Ce qui est attendu :: Reproduisez mot pour mot la partie de l’extrait ci-dessous sur les médecins formés à l’étranger, entre « Malgré tout, des » et « à favoriser l’inclusion. » inclus.

Extrait fourni ::

>>>>

Actuellement, en santé, nous avons besoin que tout le monde mette la main à la pâte, surtout dans les milieux ruraux et éloignés, où l’accès aux soins est le plus critique. Terre-Neuve-et-Labrador, la Saskatchewan et d’autres provinces comptent largement sur des médecins formés à l’étranger, dont beaucoup font partie d’une minorité dans les communautés qu’elles et ils servent. Il est important que ces personnes se sentent accueillies, qu’elles aient un sentiment d’appartenance à la communauté, qu’elles sachent qu’elles peuvent être elles-mêmes au travail. 

En tant que membres de la communauté médicale, nous pouvons améliorer les choses en nous assurant que les personnes qui exercent dans un nouvel environnement culturel ont des liens professionnels ou personnels avec d’autres qui comprennent leurs difficultés et peuvent les soutenir. Je fais partie de Black Physicians of Canada et de la Canadian Association of Nigerian Physicians and Dentists; au sein de ces groupes, j’ai aidé des gens à s’y retrouver dans le monde des études médicales et à pratiquer comme personnes immigrantes racisées.

Malgré tout, des données indiquent que les personnes issues de groupes sous-représentés sont moins susceptibles de trouver une ou un mentor souhaitant les prendre sous son aile. Je crois que nous devons nous montrer plus déterminés à favoriser l’inclusion.

<<<<

Données ::
>>>>

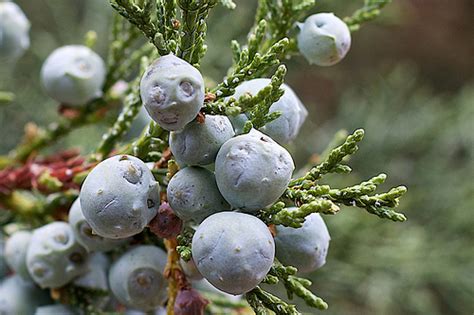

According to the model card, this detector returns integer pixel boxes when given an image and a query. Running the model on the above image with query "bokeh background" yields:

<<<<

Résultat ci-dessous ::
Malgré tout, des données indiquent que les personnes issues de groupes sous-représentés sont moins susceptibles de trouver une ou un mentor souhaitant les prendre sous son aile. Je crois que nous devons nous montrer plus déterminés à favoriser l’inclusion.